**Stated problem**.
Rewrite the data below with each "component" changed to "annotator". Leave every other character unchanged.

**Supplied entries**.
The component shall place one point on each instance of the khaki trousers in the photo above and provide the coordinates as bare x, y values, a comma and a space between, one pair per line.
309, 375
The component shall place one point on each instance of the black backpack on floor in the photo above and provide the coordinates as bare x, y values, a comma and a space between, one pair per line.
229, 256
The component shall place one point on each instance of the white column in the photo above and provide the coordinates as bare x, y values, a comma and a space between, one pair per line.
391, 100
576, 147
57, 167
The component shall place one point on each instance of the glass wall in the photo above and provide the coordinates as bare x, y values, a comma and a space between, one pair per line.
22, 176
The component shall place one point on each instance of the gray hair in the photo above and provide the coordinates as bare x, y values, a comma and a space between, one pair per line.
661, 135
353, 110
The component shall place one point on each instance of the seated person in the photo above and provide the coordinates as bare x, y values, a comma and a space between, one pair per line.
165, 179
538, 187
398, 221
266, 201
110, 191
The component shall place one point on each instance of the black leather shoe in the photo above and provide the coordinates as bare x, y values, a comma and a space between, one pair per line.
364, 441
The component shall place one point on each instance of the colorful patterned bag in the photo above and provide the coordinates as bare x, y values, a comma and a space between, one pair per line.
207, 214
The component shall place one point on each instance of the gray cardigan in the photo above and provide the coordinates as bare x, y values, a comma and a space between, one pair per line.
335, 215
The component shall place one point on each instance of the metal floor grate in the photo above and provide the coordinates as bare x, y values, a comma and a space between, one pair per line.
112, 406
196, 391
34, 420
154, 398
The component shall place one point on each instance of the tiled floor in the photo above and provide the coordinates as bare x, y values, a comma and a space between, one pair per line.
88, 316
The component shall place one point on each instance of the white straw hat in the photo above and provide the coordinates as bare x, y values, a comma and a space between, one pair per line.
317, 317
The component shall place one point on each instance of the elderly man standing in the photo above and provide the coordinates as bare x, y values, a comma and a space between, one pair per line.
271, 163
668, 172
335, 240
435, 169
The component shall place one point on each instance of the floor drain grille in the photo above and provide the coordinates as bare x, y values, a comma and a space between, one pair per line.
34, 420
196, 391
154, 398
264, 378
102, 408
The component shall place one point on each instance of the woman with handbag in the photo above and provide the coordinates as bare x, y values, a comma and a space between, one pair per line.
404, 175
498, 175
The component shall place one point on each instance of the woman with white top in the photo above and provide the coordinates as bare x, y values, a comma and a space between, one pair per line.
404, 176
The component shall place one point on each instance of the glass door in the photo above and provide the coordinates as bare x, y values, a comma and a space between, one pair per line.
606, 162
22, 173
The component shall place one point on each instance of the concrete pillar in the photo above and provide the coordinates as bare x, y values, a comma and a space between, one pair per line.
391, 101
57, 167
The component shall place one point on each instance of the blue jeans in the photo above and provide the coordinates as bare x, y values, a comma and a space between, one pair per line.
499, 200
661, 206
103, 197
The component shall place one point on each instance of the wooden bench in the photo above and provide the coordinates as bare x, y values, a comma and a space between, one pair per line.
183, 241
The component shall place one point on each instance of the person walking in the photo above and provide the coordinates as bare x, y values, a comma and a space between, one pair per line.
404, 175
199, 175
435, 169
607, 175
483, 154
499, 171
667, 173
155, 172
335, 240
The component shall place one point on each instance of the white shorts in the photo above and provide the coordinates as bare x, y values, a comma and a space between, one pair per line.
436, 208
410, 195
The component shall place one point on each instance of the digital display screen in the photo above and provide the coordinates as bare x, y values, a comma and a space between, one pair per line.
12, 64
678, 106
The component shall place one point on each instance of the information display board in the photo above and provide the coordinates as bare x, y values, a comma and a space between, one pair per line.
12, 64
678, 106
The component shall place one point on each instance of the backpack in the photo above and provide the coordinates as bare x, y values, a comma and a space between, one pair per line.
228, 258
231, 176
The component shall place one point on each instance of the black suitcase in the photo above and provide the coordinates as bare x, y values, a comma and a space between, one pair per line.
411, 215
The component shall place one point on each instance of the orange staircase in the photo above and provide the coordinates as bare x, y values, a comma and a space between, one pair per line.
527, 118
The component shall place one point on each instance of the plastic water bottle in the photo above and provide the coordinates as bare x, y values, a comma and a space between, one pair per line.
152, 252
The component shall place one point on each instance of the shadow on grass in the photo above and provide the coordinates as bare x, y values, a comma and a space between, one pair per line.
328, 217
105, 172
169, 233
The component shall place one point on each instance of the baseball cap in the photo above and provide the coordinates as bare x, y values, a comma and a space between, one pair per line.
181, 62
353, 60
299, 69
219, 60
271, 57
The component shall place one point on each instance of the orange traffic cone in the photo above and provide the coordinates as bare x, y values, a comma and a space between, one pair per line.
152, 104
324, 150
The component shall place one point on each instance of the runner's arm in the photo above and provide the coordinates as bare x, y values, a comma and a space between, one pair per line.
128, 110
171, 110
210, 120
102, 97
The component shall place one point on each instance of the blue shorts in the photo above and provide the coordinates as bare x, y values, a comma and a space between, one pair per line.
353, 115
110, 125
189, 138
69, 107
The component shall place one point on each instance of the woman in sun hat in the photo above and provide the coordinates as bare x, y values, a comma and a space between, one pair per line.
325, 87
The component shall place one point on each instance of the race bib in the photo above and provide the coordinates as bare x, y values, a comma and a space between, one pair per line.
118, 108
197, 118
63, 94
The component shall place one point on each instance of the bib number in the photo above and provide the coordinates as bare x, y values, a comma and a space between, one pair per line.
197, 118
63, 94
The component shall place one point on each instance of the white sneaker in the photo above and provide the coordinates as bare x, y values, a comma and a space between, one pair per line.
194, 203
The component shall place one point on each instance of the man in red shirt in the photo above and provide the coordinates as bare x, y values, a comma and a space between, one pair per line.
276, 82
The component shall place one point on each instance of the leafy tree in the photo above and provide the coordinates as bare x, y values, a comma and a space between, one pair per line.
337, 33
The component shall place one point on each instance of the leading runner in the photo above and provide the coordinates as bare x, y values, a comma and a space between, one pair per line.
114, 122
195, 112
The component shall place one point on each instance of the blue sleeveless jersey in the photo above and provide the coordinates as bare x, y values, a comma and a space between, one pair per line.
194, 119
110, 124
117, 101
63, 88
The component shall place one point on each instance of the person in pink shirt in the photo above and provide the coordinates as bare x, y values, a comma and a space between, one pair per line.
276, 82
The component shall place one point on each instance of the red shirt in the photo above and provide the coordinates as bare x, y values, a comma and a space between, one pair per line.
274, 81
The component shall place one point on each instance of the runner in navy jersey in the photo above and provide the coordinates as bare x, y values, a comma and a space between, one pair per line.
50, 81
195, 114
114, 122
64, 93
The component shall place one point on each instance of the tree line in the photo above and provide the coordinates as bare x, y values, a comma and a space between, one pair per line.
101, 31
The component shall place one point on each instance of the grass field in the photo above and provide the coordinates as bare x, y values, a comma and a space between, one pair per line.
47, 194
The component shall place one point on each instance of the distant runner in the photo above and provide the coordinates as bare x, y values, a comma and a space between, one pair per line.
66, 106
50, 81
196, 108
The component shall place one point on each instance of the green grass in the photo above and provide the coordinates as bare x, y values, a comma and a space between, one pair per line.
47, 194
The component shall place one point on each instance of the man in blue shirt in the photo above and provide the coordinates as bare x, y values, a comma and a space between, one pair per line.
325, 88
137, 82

**The reply**.
The annotator shall place one point on each instance of the khaki trousers in the photo above and provide the coordinates as bare x, y values, a comma and a space between, one pair per line.
309, 375
The annotator shall place one point on each instance of the black backpack on floor in the photo above and provide the coordinates as bare x, y values, a comma and a space between, one pair per line.
229, 256
The annotator shall place one point on each instance of the white column in the photo above and provide the coordinates as bare x, y values, a comma and a space between, one pair per line.
391, 100
576, 147
57, 167
The annotator shall place one point on each instance of the glass wall in the photo above and provide the coordinates as bare x, y values, a comma and a space between, one pair per line.
22, 176
The annotator shall place one point on each instance of the gray hair in the photo above and provide the coordinates as bare x, y values, a comma and a space between, one pair per line.
661, 135
353, 110
The annotator shall place one point on each instance of the seated person in the photo above and provide the coordinates as bare x, y values, a comma and a space between, one pair per line.
165, 179
538, 187
398, 221
266, 201
110, 191
The annotator shall place one point on each instance of the black leather shoe in the photo above and provide the coordinates as bare x, y values, a comma and a space between, one pair per line.
364, 441
The annotator shall place one point on each instance of the colorful patterned bag in the photo above and provide the coordinates as bare x, y values, a comma and a space between, one pair per line.
207, 214
The annotator shall place one point on each instance of the gray cardigan in the photo above and provide the coordinates as bare x, y values, a comma and a space between, one pair per line.
335, 215
The annotator shall place one point on each instance of the metal floor grate in the photo above and provide the coordinates as bare x, y values, a comma and a space between, one pair per line.
112, 406
196, 391
34, 420
154, 398
The annotator shall place one point on each instance of the tiled floor in the photo above and provide the coordinates as bare x, y values, a comma and a space between, one pair per line.
88, 316
The annotator shall place one point on each instance of the white straw hat in the photo above and provide the coordinates as bare x, y values, a comma and a space between, one pair per line.
317, 317
The annotator shall place one point on each instance of the elderly man standing in the photo above and provide the coordinates as bare x, y values, a comma and a space between, one pair per line.
271, 163
668, 172
335, 240
435, 169
The annotator shall place one point on each instance of the floor drain grille in the photo above and provide the coordinates as bare x, y values, a comma and a space between, one pair per line.
34, 420
196, 391
154, 398
264, 378
102, 408
The annotator shall place one point on each instance of the woman with handbag in the photo above and provide the coordinates as bare x, y values, a comma and a space between, one pair per line.
404, 175
498, 175
The annotator shall place one point on each instance of the woman with white top in the photo above and provide the coordinates as bare x, y values, a comma and a space between, one pair per line.
404, 176
The annotator shall place one point on each instance of the glass door in the photo above and provide the coordinates as bare x, y values, a comma and a space between, one pair per line.
606, 162
22, 173
The annotator shall place one point on each instance of the concrete pillar in the photo above and provide the coordinates as bare x, y values, a comma and a space between, one pair per line.
391, 101
57, 167
The annotator shall place one point on each instance of the blue jeans in the photo above and provide the coordinates as bare x, y values, a comma and a space between, one pair per line.
499, 200
661, 206
103, 197
The annotator shall place one point on each instance of the wooden bench in the photo above and provide the coordinates as bare x, y values, a comma and a space between, one pair per line.
183, 241
The annotator shall place one point on each instance of the person walking in the photo above and provide the coordinates as bare x, y values, a comma and a space between, one pair per line.
404, 175
199, 175
435, 169
607, 175
483, 154
499, 171
667, 173
155, 172
335, 240
The annotator shall place one point on each instance of the white shorts in the photo above and provide the coordinates as bare x, y values, a comma and a space between, one pair per line.
436, 208
410, 195
The annotator shall place one point on each instance of the digital display screen in the photo above and provide the coordinates as bare x, y values, a comma and a space between, one pair per line.
12, 64
678, 106
The annotator shall place one point on each instance of the information display board in the photo above and provide the coordinates as bare x, y values, a comma and a space between, one pair per line.
12, 64
678, 106
The annotator shall place one point on each instance of the backpack in the photo above and provide the coordinates as bare x, y values, a comma and a space between, one pair per line.
228, 258
231, 176
The annotator shall place one point on each instance of the black suitcase in the photo above and provide the coordinates as bare x, y values, a comma and a space between, one pair per line.
411, 215
The annotator shall place one point on each instance of the orange staircase in the photo above and provide the coordinates as bare x, y values, a comma and a space between, one pair per line.
527, 118
The annotator shall place one point on each instance of the plastic water bottle in the photo above and provide the coordinates as bare x, y values, a comma and a space between, one pair per line.
152, 252
The annotator shall place one point on each instance of the shadow on grass in the photo above and provide the coordinates as bare x, y values, a comma and a space between, one pair per line.
328, 217
105, 172
169, 233
The annotator shall place one point on each instance of the baseball cap in the photo above and provide the coordinates as bare x, y values, a comma and a space between, one pair per line.
181, 62
353, 60
299, 69
219, 60
271, 57
The annotator shall place one point on each instance of the orange traffic cone in the photo above and provide the coordinates as bare x, y values, a comma and a space between, one pair per line.
152, 104
324, 150
The annotator shall place one point on each instance of the runner's arm in the photo above and provide the coordinates as bare x, y values, a comma and a space between, one pair per line.
128, 110
171, 110
210, 120
102, 97
The annotator shall place one point on each instance of the blue shorts in the photo above and provide the coordinates as bare x, y values, a comma and a space between, one pair per line.
353, 115
110, 125
189, 138
69, 107
The annotator shall place one point on each instance of the woman in sun hat in the photo above and provide the coordinates as bare x, y values, a comma and a space between, one pair per line.
325, 87
The annotator shall place one point on each instance of the race bib in the photo above and provide the coordinates as bare x, y values, a comma and a space between, one pair per line.
118, 108
197, 118
63, 94
The annotator shall place one point on each instance of the bib number in the photo above and provide the coordinates as bare x, y values, a comma and a space between, one pair per line.
197, 118
63, 94
The annotator shall place one point on each instance of the white sneaker in the photo above and provide the coordinates as bare x, y values, a comma and a space between, one pair per line.
194, 203
The annotator shall place one point on each instance of the man in red shirt in the photo above and provide the coordinates as bare x, y values, a comma and a space between, one pair per line.
276, 82
The annotator shall place one point on each instance of the leafy tree in the photo above and provide the coordinates as bare x, y values, a comma and a space between, one pair per line.
337, 33
The annotator shall place one point on each instance of the leading runner in the photo above and provide the coordinates as bare x, y values, a comma and a space between, one pair per line.
114, 122
195, 112
The annotator shall place one point on each instance of the blue sleeveless jersey in the photo above and provide the coordinates as bare x, y values, a comma and a space between, one pair per line.
194, 119
110, 124
117, 101
63, 88
The annotator shall place one point on each instance of the person in pink shirt in the photo above and provide the coordinates as bare x, y values, a comma and a space between, one pair per line.
276, 82
The annotator shall place one point on each instance of the red shirt in the photo above and provide the coordinates as bare x, y values, a comma and a space between, one pair per line.
274, 81
The annotator shall place one point on each instance of the runner in navy jersey in the photo above and provide the coordinates as bare x, y values, a comma and a space between, one pair per line.
50, 81
195, 114
114, 122
64, 93
The annotator shall place one point on each instance of the tree line in the photo above and provide the coordinates as bare x, y values, a comma and a space between, one pair per line.
101, 31
The annotator shall place one point on each instance of the grass field in the photo above and provide the coordinates as bare x, y values, a comma and a space between, one pair per line.
47, 194
The annotator shall place one point on each instance of the distant runner in the photo above and provide the coordinates as bare x, y values, a comma and a space between, one pair per line.
66, 106
50, 81
196, 108
The annotator shall place one point on each instance of the green grass in the photo above and provide the coordinates as bare x, y values, a comma and a space between, one pair per line.
47, 194
The annotator shall place one point on each instance of the man in blue shirt in the photo above and provide the coordinates as bare x, y values, a comma and a space between, one pair per line.
325, 88
137, 82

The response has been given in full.